Exercise description.
Copy each line exactly.

Exercise inputs.
--

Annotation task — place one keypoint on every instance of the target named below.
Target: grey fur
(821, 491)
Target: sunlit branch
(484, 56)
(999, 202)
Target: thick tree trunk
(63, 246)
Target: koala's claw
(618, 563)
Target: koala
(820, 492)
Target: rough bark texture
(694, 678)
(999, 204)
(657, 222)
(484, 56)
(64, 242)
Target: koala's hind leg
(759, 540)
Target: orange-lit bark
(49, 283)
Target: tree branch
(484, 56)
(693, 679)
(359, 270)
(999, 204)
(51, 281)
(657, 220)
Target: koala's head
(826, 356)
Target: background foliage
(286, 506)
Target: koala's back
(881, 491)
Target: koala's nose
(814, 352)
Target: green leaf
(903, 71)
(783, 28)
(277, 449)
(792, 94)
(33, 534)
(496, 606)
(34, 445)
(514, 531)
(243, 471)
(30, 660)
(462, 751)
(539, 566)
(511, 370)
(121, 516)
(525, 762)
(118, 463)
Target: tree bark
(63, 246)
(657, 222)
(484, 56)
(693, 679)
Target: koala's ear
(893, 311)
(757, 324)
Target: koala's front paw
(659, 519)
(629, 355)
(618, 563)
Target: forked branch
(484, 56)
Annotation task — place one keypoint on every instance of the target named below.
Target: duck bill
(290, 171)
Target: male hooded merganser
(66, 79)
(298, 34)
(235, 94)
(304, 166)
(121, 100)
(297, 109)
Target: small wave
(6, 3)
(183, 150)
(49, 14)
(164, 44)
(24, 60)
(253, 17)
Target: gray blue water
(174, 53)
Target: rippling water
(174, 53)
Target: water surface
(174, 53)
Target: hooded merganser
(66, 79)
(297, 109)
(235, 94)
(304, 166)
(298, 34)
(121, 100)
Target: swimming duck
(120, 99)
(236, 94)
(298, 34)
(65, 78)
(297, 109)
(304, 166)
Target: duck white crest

--

Full response.
Annotation task — place one keypoint on every instance of the target named below.
Target: grey fur
(821, 491)
Target: sunlit branch
(484, 56)
(999, 202)
Target: thick tree trunk
(63, 246)
Target: koala's claw
(618, 563)
Target: koala
(820, 492)
Target: rough bark texture
(694, 678)
(999, 204)
(657, 222)
(484, 56)
(64, 242)
Target: koala's hind leg
(759, 540)
Target: orange-lit bark
(49, 283)
Target: tree branch
(484, 56)
(693, 679)
(359, 270)
(999, 204)
(51, 281)
(657, 220)
Target: koala's head
(826, 356)
Target: background foliage
(286, 506)
Target: koala's back
(881, 491)
Target: koala's nose
(814, 352)
Target: green leaf
(903, 71)
(783, 28)
(277, 449)
(792, 94)
(33, 534)
(496, 606)
(34, 445)
(514, 531)
(243, 471)
(30, 660)
(462, 751)
(539, 566)
(511, 370)
(121, 516)
(525, 762)
(118, 463)
Target: tree bark
(63, 246)
(657, 222)
(484, 56)
(693, 679)
Target: koala's ear
(893, 311)
(757, 324)
Target: koala's front paw
(659, 519)
(629, 355)
(618, 563)
Target: forked branch
(484, 56)
Annotation task — place one keypoint on every instance of the target named below.
Target: duck bill
(290, 171)
Target: male hooded merganser
(66, 79)
(298, 34)
(235, 94)
(304, 166)
(121, 100)
(297, 109)
Target: small wave
(6, 3)
(183, 150)
(49, 14)
(164, 44)
(24, 60)
(253, 17)
Target: gray blue water
(174, 53)
Target: rippling water
(174, 53)
Target: water surface
(174, 53)
Target: hooded merganser
(66, 79)
(297, 109)
(235, 94)
(304, 166)
(298, 34)
(121, 100)
Target: swimming duck
(120, 99)
(236, 94)
(298, 34)
(65, 78)
(297, 109)
(304, 166)
Target: duck white crest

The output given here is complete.